Given exercise 1: From the records further down, copy the lines word for word, starting at the line that contains "Can you see the white box" and ending at the line that contains "column 396, row 722", both included.

- Blount Springs, Alabama Location within Alabama Blount Springs, Alabama Location within the United States
- Coordinates: 33°55′52″N 86°47′39″W﻿ / ﻿33.93111°N 86.79417°W
- Country: United States
- State: Alabama
- County: Blount
- Elevation: 456 ft (139 m)
- Time zone: UTC-6 (Central (CST))
- • Summer (DST): UTC-5 (CDT)
- Area codes: 205, 659
- GNIS feature ID: 114507

= Blount Springs, Alabama =

Unincorporated community in Alabama, United States

Blount Springs is an unincorporated community in Blount County, Alabama United States.

==Geography==
The community is located three miles east of Interstate 65, approximately 28 mi north of Birmingham and 28 miles south of Cullman.

==History==
Blount Springs's mineral springs and rural setting made it a summer resort for thousands of wealthy people from Alabama, Tennessee, Georgia, Mississippi, Louisiana, and more from 1820 to the 1930s. The sulfur springs were renowned for their curative properties. More than the health benefits, Old Blount became known for its social scene as the gentry of the Black Belt and later the City of Birmingham took advantage of the cooler temperatures of the area during the heat and malarial conditions of late summer.

The Goff House and Duffee House were antebellum hotels of renown there. Col. J. F. B. Jackson built a resort hotel, the Jackson House, in 1872 around the sulfur springs. In 1887, Jackson sold the land and hotel to James Sloss and his brother, Mack Sloss, who renamed it Blount Springs Hotel.

Given exercise 2:
Answer these questions from the Blount Springs article:
(a) What elevation does the article give for Blount Springs?
(b) About how far north of Birmingham is the community?
(c) What name did the Sloss brothers give the Jackson House?

Given data:
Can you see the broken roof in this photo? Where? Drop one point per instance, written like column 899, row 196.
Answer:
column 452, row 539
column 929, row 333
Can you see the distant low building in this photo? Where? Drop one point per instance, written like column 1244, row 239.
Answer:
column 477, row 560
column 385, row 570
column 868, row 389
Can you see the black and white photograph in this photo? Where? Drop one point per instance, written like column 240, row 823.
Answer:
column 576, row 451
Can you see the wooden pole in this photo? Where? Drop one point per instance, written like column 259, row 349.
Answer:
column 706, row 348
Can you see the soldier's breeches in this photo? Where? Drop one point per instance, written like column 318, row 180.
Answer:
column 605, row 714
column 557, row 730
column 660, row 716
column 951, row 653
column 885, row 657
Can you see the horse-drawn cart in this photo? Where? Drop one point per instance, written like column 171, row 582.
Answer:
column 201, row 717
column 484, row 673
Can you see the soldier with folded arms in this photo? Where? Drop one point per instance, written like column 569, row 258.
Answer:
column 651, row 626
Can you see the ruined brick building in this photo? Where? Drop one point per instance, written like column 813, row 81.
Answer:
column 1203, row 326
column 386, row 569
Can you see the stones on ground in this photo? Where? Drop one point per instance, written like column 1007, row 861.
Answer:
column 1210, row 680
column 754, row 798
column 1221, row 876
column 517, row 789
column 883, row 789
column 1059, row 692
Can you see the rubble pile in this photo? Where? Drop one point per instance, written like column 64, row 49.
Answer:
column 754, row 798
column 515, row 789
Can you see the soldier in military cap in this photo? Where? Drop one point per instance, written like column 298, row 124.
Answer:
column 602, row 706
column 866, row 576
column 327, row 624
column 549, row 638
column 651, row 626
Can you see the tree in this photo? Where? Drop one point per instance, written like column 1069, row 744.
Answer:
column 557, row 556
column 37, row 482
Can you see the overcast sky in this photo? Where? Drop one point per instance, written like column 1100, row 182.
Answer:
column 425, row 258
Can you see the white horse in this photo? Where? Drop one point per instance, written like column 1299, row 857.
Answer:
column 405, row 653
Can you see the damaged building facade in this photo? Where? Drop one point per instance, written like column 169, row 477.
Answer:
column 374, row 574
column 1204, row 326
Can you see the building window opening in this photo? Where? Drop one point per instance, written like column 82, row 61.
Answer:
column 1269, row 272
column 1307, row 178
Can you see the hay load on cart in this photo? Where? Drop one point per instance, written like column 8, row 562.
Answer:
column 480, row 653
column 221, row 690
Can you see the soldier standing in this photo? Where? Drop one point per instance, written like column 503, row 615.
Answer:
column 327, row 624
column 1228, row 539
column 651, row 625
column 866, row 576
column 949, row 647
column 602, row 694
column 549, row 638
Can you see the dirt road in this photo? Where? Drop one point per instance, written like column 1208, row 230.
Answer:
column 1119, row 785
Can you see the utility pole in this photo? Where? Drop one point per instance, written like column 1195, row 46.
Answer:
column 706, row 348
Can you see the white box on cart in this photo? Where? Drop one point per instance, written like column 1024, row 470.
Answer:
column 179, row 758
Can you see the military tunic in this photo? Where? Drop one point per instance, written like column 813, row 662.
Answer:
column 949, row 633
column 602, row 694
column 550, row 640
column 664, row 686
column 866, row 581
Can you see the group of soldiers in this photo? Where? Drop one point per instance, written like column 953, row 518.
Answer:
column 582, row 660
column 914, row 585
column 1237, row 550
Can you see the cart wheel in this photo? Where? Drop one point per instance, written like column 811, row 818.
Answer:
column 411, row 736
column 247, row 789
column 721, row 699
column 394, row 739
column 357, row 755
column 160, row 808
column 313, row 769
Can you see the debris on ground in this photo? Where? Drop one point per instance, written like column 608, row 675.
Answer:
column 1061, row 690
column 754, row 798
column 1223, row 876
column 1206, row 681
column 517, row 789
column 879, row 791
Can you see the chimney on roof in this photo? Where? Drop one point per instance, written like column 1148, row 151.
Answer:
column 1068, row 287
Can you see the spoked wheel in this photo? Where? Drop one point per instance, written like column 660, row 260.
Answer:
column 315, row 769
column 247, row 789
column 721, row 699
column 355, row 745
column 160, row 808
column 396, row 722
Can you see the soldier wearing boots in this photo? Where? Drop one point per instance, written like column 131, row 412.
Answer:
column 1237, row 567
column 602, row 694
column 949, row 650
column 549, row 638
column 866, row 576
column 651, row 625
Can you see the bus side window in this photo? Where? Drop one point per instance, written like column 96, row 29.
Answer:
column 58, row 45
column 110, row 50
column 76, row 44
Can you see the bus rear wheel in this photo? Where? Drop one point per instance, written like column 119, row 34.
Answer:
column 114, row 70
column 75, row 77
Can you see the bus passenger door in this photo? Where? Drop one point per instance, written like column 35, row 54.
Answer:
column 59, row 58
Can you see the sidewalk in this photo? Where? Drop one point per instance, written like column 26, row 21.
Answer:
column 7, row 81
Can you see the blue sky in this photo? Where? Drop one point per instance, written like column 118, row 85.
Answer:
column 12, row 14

Expected answer 1:
Can you see the white box on cart in this photo? Where? Drop one point per instance, written like column 1024, row 470.
Answer:
column 179, row 758
Can you see the military tunic in this photo? Where? Drop one point per instance, written like column 813, row 662.
Answer:
column 949, row 633
column 602, row 694
column 550, row 640
column 664, row 686
column 866, row 581
Can you see the group of soldiers in this photo? Where? Drop one point per instance, written like column 953, row 518.
Answer:
column 582, row 660
column 914, row 585
column 1237, row 550
Can you see the cart wheel in this photo? Where? Drop one point per instance, written like column 811, row 818.
Answer:
column 411, row 736
column 247, row 789
column 721, row 699
column 394, row 739
column 357, row 755
column 160, row 808
column 313, row 769
Can you see the debris on ground in this photo? Where? Drop one point per instance, written like column 608, row 675.
Answer:
column 1061, row 690
column 754, row 798
column 1223, row 876
column 1206, row 681
column 517, row 789
column 879, row 791
Can you see the chimney on roof in this photo? Where? Drop one point per instance, written like column 1148, row 151.
Answer:
column 1068, row 287
Can you see the spoked wheel in this photo? Where? Drop one point per instance, written like column 660, row 260.
Answer:
column 315, row 769
column 247, row 789
column 721, row 699
column 355, row 745
column 160, row 808
column 396, row 722

Expected answer 2:
(a) 456 ft (139 m).
(b) Approximately 28 miles.
(c) Blount Springs Hotel.